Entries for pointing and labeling

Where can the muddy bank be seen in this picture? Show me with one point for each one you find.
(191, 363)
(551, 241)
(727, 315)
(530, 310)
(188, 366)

Request = Write out every line of the records above without changing anything.

Correct answer =
Where can the muddy bank be seen in this picture? Show me with one point for each one you find.
(191, 363)
(551, 241)
(727, 315)
(530, 310)
(188, 366)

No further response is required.